TASKS AND EXERCISES:
a – In the passage on EPR measurements of PVMPT, what rotational correlation time was used to account for the polymer's restricted motion?
b – From the passage on EPR measurements of PVMPT, copy the text between "Intermolecular association of" and "states B and C.", inclusive.

QUOTED PASSAGE:
To characterize a non spin–spin-interacting phenothiazine radical cation in more detail, a 1.5% oxidized solution of PVMPT was investigated by X-band cw-EPR spectroscopy at 298 K (Fig. 3b, upper black curve), and was compared to a solution of the radical cation of N-methylphenothiazine (2, Fig. 3b, lower black curve). At this low concentration of oxidized species in PVMPT, spin–spin interactions are negligible, and hence a pronounced hyperfine structure was observed. The EPR parameters of the radical cation of 2 are comparable to published values³⁴ and yielded two large isotropic hyperfine couplings of 21.0 MHz and 20.2 MHz for the nitrogen and its attached methyl group, respectively. Although the EPR spectrum of the 1.5% oxidized PVMPT sample differs significantly from that of the radical cation of 2 by mere visual inspection, spectral simulations again resulted in two large hyperfine couplings from one nitrogen and one methyl group (A_iso(N) = 18.2 MHz, A_iso(CH₃) = 21.2 MHz, for simulation details see Methods). A rotational correlation time of τ_c = 4.4 ns was included to account for the restricted motion of the PVMPT polymer due to its large molecular weight. The hyperfine couplings obtained for the radical cation of 2 and for the 1.5% oxidized PVMPT differ to a certain extent even if the chemical nature of the radicals is identical. As isotropic hyperfine couplings are directly related to the spin densities at the respective nuclei, these differences reflect different electron spin density distributions within the radical centres: while no intermolecular interactions are expected for the radical cation of 2, strong and defined cation–π interactions between the oxidized and neutral phenothiazine units are present in partially oxidized PVMPT. Consequently, the electron spin density at the nitrogen nucleus is significantly reduced due to an enhanced delocalization of the unpaired spin. In sum, EPR measurements provided spectroscopic evidence for the strong interaction of paramagnetic centres in PVMPT.

Intermolecular association of phenothiazine with its own radical cation resulting in electron self-exchange has been described in the literature,^34,35 and an EPR-silent dicationic state was also observed by Kochi and co-workers on a model system containing two phenothiazine units in close proximity.³⁴ In addition, films of PVMPT, which were insulating in the neutral state, showed electrical conductivities in the order of 10⁻⁵ S m⁻¹ upon partial oxidation.³⁶ We postulate that this semi-conductivity in partially oxidized PVMPT allowed for a fast charge transport in PVMPT-based composite electrodes and led to the observed high rate capability. Furthermore, the interactions between the phenothiazine units, as shown in Fig. 1a, led to a stabilization of the oxidized states B and C.

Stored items
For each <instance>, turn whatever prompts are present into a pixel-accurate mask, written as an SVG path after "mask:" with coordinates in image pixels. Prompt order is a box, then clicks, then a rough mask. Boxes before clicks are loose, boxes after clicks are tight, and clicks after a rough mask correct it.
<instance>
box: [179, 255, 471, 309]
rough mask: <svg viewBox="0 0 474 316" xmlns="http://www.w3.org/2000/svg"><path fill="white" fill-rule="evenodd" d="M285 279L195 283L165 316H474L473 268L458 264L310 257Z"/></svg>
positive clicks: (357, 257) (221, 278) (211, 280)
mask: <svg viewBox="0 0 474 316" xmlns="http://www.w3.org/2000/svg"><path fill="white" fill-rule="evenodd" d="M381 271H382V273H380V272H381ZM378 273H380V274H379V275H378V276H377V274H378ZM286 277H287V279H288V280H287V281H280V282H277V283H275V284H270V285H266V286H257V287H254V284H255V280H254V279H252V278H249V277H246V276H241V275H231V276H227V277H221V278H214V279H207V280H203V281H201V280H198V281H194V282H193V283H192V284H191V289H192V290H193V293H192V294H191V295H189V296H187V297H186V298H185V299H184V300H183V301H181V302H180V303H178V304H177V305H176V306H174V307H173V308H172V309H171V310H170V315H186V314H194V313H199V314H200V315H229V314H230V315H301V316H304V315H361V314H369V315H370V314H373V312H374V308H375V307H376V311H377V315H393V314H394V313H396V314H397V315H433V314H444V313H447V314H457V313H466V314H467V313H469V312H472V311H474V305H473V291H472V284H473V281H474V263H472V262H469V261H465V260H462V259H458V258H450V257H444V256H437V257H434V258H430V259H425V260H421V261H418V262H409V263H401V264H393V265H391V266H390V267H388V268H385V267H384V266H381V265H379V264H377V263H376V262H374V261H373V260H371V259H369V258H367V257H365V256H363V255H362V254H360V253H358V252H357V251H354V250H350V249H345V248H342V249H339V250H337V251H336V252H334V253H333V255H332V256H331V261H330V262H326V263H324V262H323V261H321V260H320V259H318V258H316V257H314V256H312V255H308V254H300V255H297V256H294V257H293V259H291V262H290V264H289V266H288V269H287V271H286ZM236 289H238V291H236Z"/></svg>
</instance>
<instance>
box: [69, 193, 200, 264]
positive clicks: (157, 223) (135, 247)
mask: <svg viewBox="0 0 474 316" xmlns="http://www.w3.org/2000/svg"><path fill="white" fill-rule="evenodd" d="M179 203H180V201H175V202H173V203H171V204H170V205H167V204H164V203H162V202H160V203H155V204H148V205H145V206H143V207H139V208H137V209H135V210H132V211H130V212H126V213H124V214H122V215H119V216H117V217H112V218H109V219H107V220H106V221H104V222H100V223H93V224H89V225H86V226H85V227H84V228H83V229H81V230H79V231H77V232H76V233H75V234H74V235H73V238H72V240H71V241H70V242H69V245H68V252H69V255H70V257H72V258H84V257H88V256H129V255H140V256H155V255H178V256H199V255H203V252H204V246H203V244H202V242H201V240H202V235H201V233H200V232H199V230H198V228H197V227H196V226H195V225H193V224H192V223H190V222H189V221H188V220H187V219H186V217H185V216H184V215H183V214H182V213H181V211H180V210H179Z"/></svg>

==

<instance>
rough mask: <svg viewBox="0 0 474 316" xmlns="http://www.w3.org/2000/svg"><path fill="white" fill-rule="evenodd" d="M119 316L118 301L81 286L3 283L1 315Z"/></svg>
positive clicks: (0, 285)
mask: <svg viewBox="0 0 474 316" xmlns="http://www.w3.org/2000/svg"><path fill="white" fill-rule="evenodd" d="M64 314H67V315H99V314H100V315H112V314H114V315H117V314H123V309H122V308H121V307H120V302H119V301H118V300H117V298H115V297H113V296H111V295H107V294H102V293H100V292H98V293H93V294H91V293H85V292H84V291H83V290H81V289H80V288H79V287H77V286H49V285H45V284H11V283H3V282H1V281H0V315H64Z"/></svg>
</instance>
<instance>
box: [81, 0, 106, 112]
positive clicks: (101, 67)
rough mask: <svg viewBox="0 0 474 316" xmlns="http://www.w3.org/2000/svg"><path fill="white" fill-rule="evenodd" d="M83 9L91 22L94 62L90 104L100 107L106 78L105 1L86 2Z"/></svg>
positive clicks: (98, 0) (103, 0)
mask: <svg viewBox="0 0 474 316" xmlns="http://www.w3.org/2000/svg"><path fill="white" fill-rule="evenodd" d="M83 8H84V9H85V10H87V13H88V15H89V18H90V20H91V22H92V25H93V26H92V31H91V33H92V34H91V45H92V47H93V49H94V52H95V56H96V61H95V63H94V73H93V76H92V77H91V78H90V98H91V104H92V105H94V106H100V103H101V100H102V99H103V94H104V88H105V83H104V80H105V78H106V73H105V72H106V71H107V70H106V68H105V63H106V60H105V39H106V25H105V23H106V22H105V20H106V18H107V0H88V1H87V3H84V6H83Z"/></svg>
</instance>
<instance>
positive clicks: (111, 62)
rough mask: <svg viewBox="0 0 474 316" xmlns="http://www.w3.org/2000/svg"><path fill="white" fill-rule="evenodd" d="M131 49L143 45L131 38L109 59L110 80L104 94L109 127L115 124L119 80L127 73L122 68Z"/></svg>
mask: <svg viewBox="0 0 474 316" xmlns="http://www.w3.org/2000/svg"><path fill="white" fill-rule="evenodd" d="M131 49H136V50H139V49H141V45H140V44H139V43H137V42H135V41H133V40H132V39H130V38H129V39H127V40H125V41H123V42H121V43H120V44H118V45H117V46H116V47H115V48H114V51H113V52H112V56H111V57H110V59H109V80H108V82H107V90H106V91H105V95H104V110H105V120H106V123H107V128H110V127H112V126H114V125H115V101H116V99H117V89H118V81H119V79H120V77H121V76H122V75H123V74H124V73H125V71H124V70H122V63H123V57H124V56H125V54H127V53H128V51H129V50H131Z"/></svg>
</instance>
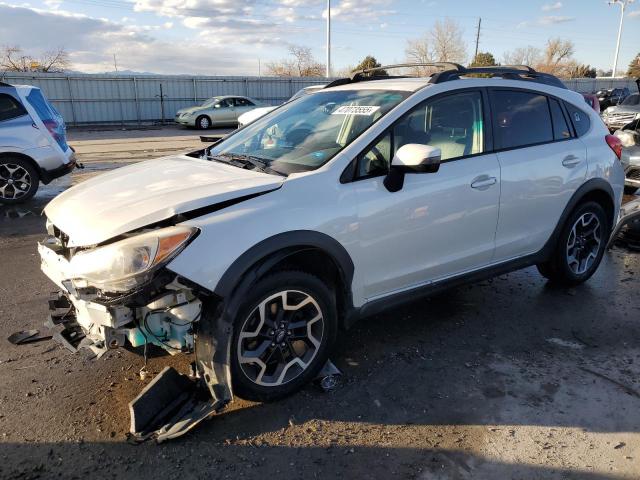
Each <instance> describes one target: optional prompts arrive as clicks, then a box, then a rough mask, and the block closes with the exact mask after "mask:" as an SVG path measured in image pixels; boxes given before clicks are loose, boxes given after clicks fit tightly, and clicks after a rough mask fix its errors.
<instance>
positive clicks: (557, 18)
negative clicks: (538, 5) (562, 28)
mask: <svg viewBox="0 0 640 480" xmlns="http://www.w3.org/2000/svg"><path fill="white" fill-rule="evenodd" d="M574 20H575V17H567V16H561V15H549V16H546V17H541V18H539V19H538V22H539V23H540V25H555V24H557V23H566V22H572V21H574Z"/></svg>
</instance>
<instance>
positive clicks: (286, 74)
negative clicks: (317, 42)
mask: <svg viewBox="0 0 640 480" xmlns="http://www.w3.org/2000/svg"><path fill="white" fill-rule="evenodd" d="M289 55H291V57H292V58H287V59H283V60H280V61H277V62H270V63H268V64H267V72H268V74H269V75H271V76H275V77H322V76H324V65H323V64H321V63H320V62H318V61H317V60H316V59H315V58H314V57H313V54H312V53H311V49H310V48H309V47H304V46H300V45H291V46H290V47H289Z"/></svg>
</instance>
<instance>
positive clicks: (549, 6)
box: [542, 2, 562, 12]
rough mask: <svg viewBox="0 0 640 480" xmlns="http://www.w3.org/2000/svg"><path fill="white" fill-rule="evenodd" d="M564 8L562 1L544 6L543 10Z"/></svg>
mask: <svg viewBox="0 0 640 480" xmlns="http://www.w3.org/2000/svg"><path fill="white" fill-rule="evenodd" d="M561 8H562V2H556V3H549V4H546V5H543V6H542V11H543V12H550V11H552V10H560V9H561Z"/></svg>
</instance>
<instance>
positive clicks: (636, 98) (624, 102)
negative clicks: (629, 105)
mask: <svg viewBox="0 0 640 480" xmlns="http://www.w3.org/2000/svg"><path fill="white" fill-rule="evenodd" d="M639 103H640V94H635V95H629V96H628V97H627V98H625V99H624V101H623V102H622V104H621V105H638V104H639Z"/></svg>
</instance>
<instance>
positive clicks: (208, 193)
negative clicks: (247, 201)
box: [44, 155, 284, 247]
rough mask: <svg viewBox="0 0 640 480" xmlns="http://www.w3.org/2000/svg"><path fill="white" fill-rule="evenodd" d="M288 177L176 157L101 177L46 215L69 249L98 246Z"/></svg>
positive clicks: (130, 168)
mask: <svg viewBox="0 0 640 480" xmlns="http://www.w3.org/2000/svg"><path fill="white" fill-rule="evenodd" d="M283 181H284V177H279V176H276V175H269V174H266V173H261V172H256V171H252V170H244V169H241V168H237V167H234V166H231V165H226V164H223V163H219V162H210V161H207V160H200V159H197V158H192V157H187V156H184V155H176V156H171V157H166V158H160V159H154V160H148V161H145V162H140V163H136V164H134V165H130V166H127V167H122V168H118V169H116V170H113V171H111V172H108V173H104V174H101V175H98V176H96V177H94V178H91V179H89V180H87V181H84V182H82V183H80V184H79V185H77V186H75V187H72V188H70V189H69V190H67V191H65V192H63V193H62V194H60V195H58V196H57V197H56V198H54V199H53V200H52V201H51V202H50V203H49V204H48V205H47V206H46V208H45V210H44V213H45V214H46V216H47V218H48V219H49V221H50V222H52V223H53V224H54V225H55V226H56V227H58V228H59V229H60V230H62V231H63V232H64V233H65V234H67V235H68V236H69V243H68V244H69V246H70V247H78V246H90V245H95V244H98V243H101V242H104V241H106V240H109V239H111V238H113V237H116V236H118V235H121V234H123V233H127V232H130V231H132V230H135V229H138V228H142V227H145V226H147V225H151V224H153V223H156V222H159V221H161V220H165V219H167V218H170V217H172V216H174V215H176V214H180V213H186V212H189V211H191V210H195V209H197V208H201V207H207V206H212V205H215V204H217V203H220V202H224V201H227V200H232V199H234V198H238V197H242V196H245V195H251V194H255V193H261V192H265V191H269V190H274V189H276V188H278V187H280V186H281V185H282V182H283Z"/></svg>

SOLUTIONS FOR EACH TASK:
a – τ_c = 4.4 ns

b –
Intermolecular association of phenothiazine with its own radical cation resulting in electron self-exchange has been described in the literature,^34,35 and an EPR-silent dicationic state was also observed by Kochi and co-workers on a model system containing two phenothiazine units in close proximity.³⁴ In addition, films of PVMPT, which were insulating in the neutral state, showed electrical conductivities in the order of 10⁻⁵ S m⁻¹ upon partial oxidation.³⁶ We postulate that this semi-conductivity in partially oxidized PVMPT allowed for a fast charge transport in PVMPT-based composite electrodes and led to the observed high rate capability. Furthermore, the interactions between the phenothiazine units, as shown in Fig. 1a, led to a stabilization of the oxidized states B and C.